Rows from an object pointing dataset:
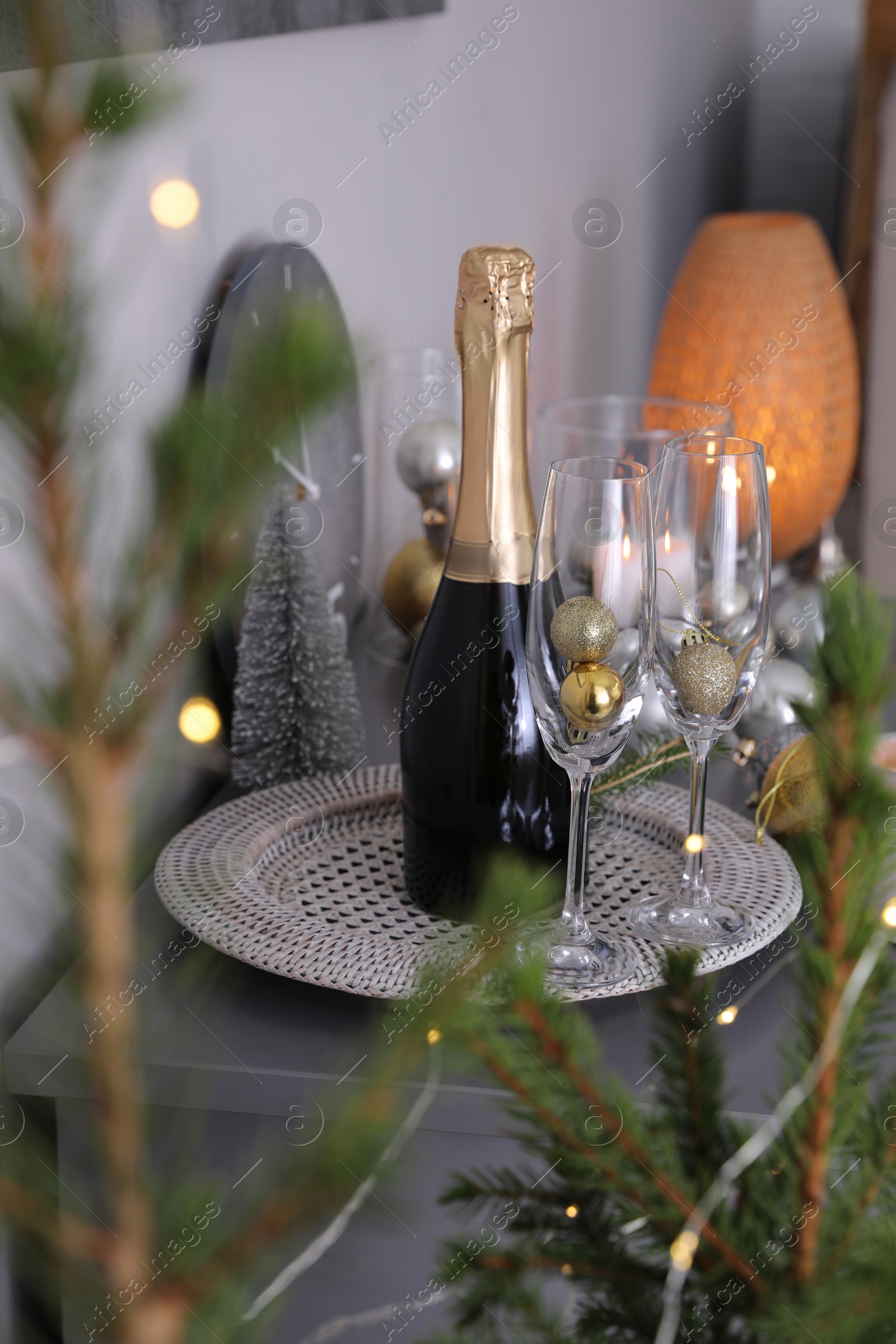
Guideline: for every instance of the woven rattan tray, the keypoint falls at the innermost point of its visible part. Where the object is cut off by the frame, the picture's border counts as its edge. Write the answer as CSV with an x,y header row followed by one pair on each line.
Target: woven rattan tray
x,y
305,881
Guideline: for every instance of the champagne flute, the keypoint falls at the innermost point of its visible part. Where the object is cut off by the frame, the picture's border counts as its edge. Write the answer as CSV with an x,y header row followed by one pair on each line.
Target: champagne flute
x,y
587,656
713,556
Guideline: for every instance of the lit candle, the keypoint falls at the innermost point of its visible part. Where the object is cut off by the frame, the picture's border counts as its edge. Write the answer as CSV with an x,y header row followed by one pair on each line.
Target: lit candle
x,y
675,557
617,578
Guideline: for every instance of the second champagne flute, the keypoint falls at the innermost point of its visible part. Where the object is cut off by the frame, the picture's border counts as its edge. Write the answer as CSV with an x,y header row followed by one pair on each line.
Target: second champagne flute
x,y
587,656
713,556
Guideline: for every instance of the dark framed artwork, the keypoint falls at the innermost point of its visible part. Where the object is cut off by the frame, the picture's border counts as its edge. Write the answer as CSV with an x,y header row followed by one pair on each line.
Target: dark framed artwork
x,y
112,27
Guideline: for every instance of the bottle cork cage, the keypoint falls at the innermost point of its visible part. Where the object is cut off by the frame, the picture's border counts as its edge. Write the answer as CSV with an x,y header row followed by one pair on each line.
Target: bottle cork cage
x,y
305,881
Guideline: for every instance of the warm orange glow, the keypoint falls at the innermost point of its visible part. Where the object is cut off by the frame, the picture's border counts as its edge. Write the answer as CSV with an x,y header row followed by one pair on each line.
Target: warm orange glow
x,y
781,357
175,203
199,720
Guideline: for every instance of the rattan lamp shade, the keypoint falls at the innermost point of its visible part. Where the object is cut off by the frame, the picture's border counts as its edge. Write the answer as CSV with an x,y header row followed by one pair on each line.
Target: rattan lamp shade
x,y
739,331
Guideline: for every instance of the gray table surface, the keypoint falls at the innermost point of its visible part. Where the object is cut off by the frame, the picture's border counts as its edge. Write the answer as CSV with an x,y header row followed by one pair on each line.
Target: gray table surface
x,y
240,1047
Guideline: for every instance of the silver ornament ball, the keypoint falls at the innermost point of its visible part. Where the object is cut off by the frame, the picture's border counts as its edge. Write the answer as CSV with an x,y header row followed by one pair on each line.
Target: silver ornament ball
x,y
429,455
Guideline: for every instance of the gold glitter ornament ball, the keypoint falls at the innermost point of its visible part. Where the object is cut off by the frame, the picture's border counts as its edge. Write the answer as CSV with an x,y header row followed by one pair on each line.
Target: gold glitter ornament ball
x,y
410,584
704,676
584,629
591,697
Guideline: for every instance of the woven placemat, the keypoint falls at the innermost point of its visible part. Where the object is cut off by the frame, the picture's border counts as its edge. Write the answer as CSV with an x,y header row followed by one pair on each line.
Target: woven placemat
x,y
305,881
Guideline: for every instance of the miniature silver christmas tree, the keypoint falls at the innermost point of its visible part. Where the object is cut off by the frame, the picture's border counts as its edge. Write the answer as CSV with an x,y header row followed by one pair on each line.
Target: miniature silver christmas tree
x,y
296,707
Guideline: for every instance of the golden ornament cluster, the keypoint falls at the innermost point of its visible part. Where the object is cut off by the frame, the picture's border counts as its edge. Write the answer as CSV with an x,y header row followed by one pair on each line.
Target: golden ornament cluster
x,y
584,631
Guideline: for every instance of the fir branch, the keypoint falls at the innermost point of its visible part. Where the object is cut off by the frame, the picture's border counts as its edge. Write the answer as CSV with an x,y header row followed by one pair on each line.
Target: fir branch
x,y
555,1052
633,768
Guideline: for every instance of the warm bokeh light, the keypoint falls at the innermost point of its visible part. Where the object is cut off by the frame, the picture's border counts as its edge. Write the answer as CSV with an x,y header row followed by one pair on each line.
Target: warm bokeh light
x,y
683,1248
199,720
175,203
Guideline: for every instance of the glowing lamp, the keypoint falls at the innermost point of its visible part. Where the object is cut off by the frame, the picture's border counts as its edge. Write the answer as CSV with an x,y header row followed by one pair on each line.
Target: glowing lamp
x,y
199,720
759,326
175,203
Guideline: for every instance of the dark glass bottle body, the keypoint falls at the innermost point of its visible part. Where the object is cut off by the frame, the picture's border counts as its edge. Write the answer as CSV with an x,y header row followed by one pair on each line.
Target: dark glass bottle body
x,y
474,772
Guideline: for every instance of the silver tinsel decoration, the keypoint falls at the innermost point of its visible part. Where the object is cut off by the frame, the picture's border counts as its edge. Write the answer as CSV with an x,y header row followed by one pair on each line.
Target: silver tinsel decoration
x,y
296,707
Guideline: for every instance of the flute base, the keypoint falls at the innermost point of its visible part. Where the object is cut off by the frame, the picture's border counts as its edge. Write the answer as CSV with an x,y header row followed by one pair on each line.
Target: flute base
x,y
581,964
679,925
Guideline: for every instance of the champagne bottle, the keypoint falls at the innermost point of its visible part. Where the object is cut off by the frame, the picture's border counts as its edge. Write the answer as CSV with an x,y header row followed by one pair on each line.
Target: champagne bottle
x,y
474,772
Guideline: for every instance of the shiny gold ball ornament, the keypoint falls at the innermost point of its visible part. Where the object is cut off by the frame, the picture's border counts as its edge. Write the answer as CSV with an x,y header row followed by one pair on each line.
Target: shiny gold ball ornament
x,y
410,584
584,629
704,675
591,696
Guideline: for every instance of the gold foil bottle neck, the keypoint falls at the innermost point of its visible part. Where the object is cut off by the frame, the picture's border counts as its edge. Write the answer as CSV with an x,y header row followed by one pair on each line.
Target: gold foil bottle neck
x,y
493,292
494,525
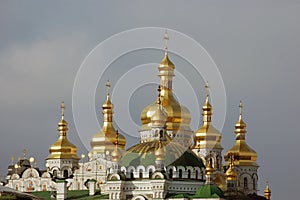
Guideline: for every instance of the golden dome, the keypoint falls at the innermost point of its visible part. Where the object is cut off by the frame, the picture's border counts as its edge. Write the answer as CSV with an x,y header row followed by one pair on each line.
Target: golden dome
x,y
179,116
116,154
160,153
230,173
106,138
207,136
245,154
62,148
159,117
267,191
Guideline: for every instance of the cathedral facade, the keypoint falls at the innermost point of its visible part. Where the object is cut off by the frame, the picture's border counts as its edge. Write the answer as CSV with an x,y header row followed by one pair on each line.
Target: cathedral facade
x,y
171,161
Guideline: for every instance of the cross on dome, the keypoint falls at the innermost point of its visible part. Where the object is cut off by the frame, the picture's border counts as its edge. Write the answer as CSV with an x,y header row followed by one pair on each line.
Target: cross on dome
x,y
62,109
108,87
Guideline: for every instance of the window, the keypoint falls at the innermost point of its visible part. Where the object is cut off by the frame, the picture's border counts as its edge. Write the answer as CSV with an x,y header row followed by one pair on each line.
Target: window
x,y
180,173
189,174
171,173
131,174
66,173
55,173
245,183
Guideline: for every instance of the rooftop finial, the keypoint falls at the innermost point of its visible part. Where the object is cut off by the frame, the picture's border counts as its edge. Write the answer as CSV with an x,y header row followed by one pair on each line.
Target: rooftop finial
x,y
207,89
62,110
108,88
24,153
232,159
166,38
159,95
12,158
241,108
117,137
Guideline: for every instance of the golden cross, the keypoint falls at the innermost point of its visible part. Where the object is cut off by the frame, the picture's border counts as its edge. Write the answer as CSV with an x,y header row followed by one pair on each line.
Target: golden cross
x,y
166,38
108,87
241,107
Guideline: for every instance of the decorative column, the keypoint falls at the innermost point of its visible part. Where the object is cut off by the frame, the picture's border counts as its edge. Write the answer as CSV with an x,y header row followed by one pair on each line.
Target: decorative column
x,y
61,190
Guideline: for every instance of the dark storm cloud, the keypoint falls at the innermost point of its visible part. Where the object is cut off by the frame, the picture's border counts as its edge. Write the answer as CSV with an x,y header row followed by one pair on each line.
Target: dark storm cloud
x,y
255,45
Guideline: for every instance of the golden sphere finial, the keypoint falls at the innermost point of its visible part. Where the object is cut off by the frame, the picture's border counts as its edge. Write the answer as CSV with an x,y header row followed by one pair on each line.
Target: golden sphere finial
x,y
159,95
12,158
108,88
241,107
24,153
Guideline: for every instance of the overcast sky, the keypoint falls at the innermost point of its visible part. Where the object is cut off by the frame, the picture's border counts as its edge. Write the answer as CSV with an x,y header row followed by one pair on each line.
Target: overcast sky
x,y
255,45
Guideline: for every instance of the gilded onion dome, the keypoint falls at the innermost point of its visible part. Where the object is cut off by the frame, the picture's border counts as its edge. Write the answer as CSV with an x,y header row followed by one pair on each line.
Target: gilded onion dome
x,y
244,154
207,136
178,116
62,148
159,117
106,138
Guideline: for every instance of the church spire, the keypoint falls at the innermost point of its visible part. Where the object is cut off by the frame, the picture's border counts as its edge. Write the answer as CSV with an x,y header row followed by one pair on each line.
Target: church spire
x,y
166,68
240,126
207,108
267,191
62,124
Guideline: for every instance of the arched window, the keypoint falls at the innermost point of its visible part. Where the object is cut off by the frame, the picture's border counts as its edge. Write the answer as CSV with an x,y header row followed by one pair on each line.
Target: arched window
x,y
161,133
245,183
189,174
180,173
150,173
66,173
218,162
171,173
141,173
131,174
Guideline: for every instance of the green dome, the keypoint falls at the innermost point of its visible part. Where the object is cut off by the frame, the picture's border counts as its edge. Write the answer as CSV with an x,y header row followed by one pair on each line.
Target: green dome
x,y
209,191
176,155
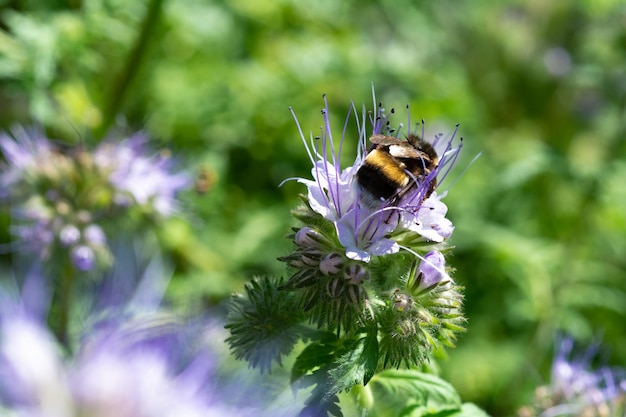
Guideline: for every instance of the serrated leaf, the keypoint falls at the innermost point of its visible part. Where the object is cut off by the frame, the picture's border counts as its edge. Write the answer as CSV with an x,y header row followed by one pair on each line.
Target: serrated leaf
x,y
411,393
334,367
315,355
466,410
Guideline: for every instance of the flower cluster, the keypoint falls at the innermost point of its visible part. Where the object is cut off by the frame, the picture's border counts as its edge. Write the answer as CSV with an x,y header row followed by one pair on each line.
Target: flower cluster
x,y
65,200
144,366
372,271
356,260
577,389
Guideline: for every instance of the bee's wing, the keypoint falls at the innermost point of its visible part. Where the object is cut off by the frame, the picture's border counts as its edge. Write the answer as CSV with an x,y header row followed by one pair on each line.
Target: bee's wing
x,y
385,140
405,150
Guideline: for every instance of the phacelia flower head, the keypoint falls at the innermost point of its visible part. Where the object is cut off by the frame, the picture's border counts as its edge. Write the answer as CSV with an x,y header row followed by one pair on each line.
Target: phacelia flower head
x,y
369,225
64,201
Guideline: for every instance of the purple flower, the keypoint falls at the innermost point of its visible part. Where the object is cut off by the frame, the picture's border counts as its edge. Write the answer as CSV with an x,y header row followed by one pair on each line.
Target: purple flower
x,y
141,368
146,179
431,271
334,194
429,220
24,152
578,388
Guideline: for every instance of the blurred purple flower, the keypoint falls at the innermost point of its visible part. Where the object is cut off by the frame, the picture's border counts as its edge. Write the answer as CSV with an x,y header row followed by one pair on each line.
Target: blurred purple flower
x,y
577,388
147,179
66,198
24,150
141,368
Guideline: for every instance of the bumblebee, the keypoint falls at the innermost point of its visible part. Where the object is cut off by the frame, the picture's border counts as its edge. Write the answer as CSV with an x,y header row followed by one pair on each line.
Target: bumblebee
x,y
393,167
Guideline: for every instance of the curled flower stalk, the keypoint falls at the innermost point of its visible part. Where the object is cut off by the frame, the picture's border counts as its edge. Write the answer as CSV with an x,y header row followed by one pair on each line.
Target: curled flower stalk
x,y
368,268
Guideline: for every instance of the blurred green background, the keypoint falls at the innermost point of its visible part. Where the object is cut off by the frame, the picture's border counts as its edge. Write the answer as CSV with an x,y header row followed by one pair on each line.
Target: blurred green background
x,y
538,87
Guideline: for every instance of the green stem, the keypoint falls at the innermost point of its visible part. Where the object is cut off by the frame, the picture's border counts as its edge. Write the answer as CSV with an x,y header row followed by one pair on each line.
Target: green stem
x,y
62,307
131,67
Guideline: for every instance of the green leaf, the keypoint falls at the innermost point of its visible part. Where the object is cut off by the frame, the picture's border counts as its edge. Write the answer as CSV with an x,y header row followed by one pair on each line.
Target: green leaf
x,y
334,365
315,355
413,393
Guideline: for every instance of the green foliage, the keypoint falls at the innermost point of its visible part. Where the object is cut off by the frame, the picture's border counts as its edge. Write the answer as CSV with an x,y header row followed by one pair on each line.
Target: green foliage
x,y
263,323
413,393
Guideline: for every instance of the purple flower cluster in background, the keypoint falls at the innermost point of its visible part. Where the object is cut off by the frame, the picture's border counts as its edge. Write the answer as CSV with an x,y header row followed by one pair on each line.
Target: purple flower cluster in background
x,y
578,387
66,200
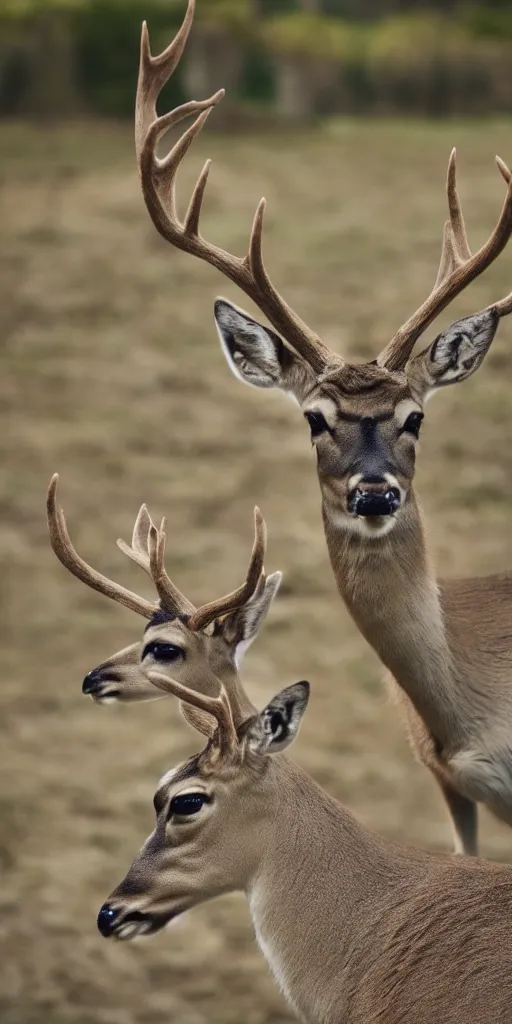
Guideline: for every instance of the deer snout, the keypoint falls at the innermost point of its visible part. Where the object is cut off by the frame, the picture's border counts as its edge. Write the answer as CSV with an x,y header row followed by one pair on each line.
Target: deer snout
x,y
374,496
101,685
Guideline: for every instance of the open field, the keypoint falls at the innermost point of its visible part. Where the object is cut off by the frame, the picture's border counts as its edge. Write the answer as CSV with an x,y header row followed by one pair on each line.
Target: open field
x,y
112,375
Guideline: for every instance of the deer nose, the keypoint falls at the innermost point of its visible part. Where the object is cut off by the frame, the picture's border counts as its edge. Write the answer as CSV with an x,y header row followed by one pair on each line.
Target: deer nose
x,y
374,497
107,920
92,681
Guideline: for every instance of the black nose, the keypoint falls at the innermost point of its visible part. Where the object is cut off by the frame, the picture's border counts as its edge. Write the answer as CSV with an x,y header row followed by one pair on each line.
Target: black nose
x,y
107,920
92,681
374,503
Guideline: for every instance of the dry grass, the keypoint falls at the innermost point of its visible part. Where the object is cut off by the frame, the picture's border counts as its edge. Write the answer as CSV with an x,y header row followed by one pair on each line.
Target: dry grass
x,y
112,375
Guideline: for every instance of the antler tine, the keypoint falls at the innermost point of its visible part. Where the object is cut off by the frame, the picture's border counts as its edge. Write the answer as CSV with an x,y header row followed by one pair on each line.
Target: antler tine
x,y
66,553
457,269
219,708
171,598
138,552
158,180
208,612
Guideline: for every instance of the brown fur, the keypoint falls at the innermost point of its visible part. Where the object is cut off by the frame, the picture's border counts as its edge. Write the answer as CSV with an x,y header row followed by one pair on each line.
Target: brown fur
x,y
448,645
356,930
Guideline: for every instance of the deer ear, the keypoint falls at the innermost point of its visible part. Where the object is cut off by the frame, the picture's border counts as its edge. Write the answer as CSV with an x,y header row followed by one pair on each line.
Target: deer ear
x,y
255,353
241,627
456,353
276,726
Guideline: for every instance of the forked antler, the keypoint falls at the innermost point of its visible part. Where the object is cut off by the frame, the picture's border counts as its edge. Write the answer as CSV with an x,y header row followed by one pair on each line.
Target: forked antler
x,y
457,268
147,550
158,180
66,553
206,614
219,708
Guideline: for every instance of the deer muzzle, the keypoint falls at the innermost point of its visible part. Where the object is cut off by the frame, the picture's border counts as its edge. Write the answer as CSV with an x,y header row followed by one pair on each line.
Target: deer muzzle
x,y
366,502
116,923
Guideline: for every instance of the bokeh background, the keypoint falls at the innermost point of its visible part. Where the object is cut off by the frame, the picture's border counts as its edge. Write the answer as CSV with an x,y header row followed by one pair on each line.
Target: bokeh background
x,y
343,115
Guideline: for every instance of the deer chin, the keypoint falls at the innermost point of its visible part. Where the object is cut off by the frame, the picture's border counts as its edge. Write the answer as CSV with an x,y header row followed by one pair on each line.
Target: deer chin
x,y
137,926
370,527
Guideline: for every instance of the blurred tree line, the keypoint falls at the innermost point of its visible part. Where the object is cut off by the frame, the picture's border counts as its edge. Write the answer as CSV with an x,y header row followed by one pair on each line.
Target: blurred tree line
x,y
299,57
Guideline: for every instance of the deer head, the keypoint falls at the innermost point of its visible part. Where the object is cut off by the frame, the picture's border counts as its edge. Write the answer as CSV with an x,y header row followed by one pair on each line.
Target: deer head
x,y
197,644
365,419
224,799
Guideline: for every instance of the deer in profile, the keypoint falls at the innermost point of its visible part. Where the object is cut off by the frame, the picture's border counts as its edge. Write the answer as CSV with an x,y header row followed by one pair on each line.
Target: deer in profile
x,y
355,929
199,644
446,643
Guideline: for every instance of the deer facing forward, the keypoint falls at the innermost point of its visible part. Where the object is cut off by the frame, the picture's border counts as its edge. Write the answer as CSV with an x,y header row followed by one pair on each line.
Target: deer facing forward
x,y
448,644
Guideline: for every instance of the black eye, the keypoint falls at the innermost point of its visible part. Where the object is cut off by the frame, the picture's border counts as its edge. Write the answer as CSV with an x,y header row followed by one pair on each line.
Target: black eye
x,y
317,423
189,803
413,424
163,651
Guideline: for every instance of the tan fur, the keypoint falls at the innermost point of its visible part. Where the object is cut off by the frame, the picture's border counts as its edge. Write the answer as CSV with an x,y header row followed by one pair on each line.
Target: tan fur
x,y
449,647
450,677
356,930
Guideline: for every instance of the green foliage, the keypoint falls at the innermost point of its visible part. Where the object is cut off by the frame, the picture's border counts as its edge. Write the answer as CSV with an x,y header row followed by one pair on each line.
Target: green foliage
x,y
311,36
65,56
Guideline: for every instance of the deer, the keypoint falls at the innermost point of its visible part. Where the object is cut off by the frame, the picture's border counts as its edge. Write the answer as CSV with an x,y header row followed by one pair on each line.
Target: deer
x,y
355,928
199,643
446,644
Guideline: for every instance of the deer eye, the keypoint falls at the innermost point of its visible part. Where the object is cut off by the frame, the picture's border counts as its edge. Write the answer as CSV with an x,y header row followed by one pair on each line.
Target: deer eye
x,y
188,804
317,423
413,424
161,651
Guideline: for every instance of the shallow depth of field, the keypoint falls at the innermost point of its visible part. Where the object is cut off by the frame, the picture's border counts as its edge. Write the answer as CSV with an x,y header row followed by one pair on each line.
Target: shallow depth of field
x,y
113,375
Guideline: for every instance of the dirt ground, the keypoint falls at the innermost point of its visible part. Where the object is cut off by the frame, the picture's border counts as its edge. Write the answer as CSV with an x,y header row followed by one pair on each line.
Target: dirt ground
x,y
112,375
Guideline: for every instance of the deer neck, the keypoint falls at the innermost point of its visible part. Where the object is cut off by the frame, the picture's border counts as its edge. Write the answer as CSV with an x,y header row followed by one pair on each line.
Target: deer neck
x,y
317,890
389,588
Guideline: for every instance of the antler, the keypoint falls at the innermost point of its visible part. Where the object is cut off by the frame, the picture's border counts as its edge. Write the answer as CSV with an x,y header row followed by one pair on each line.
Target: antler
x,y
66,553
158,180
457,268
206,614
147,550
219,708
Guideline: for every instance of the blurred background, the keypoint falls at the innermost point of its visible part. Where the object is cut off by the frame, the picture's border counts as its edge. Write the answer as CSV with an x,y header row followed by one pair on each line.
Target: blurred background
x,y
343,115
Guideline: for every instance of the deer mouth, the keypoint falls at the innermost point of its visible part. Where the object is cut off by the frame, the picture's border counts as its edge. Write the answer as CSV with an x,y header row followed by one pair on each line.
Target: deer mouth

EXERCISE:
Please render the records above as a JSON list of strings, one string per line with blank lines omitted, covering only the lines from the one containing "Guideline: for every instance of the blurred background, the" through the final line of the records, both ends included.

ANSWER:
[
  "Guideline: for every instance of the blurred background, the keypoint falls at the innermost point of its visible part. Where the object is cut off by the frame, the picture's border counts as its edge. Write the answer as CSV with an x,y header row followed by one pair on each line.",
  "Target: blurred background",
  "x,y",
  "343,115",
  "Guideline: for every instance of the deer mouth, the keypoint falls at the innermost point of its visible part. Where the object is cut off by the frame, the picture's border counts as its edge. Write the answer as CSV with an x,y header row followed by one pair on each line.",
  "Target: deer mouth"
]